_PROMPT_
In the material beneath, how many lines contain the word "brown"? Give the count alone.

_PROVIDED ENTRIES_
________________________
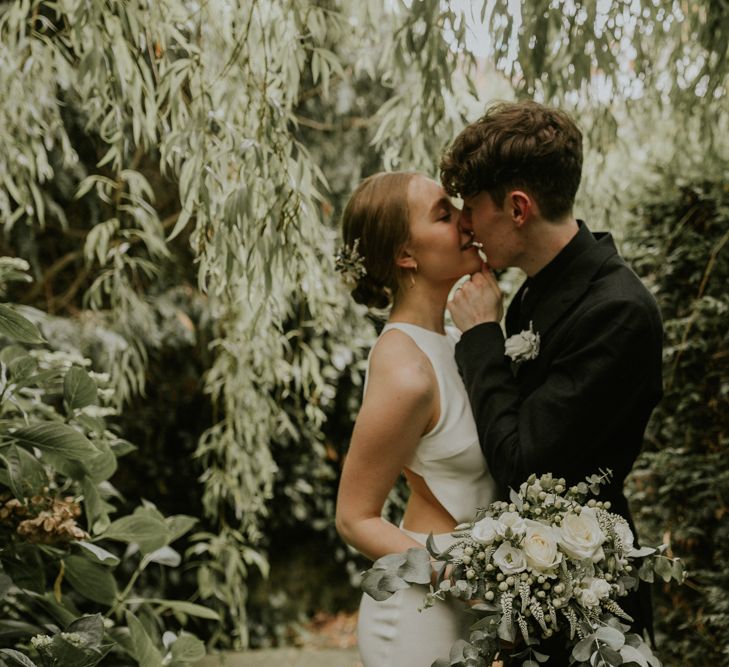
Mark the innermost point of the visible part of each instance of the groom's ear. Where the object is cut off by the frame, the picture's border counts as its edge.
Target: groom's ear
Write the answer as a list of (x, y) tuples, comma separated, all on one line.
[(520, 205)]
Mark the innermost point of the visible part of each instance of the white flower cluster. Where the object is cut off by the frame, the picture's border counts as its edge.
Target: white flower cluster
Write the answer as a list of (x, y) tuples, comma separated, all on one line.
[(549, 560)]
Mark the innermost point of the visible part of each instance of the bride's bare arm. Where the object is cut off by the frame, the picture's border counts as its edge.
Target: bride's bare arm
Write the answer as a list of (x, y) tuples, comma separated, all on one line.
[(399, 406)]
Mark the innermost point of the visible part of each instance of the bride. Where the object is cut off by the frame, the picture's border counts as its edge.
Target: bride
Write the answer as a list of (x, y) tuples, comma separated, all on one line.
[(405, 248)]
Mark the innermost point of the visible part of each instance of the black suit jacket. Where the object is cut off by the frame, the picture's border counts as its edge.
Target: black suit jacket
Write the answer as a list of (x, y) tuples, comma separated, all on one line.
[(584, 402)]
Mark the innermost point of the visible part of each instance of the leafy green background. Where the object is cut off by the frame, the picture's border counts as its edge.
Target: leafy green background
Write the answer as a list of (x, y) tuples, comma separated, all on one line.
[(173, 172)]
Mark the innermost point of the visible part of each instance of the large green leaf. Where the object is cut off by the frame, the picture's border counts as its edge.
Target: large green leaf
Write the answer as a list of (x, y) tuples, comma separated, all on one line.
[(142, 527), (57, 438), (13, 658), (179, 524), (79, 390), (96, 515), (16, 327), (183, 607), (92, 580), (187, 648), (145, 652), (26, 475), (102, 465), (101, 555)]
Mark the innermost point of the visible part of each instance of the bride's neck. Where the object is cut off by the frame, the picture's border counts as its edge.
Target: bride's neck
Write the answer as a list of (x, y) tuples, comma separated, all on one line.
[(424, 308)]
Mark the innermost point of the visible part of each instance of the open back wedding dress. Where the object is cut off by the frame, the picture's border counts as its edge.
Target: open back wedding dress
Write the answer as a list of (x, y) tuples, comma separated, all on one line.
[(395, 633)]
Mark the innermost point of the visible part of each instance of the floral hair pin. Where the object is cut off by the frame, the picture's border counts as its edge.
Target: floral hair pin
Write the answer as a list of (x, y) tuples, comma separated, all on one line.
[(350, 263)]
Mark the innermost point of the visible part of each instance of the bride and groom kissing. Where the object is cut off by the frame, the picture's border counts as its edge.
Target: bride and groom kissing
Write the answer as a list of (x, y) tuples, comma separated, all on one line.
[(463, 413)]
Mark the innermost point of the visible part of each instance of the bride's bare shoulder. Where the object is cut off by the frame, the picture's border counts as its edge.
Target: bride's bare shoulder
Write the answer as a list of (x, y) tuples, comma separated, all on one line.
[(398, 361)]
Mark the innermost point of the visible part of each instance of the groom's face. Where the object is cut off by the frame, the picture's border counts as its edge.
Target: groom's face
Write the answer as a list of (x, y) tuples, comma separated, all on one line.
[(493, 226)]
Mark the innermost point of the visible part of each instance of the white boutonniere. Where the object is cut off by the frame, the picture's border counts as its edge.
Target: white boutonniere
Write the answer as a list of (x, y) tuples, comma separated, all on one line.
[(523, 346)]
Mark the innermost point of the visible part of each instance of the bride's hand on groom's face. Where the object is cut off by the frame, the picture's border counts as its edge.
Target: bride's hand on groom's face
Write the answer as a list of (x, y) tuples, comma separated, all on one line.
[(477, 301)]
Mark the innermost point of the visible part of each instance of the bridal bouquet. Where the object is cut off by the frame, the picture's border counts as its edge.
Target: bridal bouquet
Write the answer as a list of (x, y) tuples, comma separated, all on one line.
[(550, 560)]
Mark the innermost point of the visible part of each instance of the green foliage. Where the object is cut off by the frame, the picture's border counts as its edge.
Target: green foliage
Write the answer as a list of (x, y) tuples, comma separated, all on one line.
[(57, 453), (681, 483), (168, 146), (172, 172)]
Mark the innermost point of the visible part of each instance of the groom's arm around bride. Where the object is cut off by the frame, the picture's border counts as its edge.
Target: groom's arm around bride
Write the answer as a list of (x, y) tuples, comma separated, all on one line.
[(581, 398)]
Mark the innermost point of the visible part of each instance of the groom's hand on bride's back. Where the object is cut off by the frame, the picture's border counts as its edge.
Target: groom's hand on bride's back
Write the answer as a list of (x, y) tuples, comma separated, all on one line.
[(477, 301)]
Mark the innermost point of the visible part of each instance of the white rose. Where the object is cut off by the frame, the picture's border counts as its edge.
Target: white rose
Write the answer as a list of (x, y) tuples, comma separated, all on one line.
[(510, 520), (509, 559), (580, 536), (485, 531), (599, 587), (622, 530), (522, 346), (540, 547), (587, 598)]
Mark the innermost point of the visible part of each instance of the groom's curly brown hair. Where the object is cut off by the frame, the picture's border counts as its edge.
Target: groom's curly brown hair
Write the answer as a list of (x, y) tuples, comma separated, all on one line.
[(518, 145)]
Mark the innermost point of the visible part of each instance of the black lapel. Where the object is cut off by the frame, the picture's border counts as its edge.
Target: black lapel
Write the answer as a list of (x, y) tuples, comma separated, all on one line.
[(573, 283)]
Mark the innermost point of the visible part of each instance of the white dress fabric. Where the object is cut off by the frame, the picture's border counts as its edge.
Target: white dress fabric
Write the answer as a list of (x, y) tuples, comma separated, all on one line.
[(394, 632)]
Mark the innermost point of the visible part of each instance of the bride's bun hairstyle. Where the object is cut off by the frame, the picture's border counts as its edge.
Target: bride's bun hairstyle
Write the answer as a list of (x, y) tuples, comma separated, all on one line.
[(518, 145), (375, 227)]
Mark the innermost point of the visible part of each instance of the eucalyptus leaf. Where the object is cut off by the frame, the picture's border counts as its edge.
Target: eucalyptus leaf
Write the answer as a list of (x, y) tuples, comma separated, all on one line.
[(614, 638), (630, 654), (583, 649), (417, 568)]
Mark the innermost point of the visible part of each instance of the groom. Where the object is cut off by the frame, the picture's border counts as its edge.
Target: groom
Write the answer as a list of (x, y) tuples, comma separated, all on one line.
[(582, 403)]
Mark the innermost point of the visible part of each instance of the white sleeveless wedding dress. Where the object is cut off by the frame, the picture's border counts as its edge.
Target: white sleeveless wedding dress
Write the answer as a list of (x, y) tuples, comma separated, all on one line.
[(394, 633)]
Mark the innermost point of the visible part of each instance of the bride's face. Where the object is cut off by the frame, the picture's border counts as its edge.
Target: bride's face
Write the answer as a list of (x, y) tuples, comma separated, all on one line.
[(438, 243)]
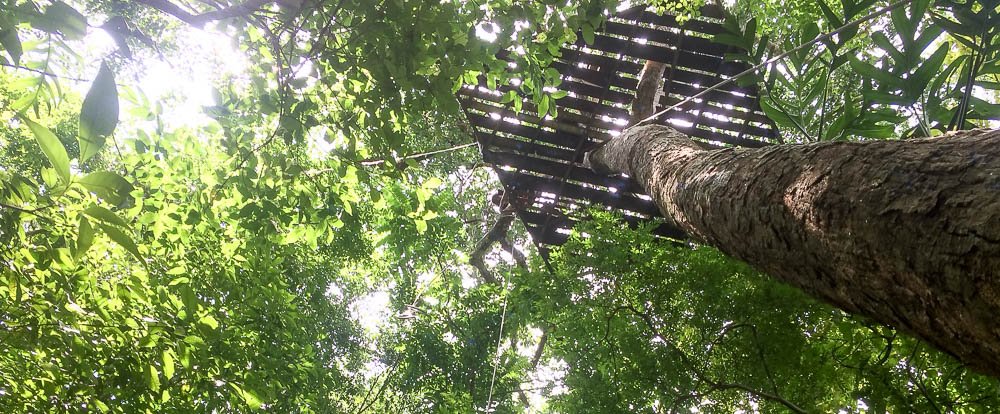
________________________
_TASK OUTPUT_
2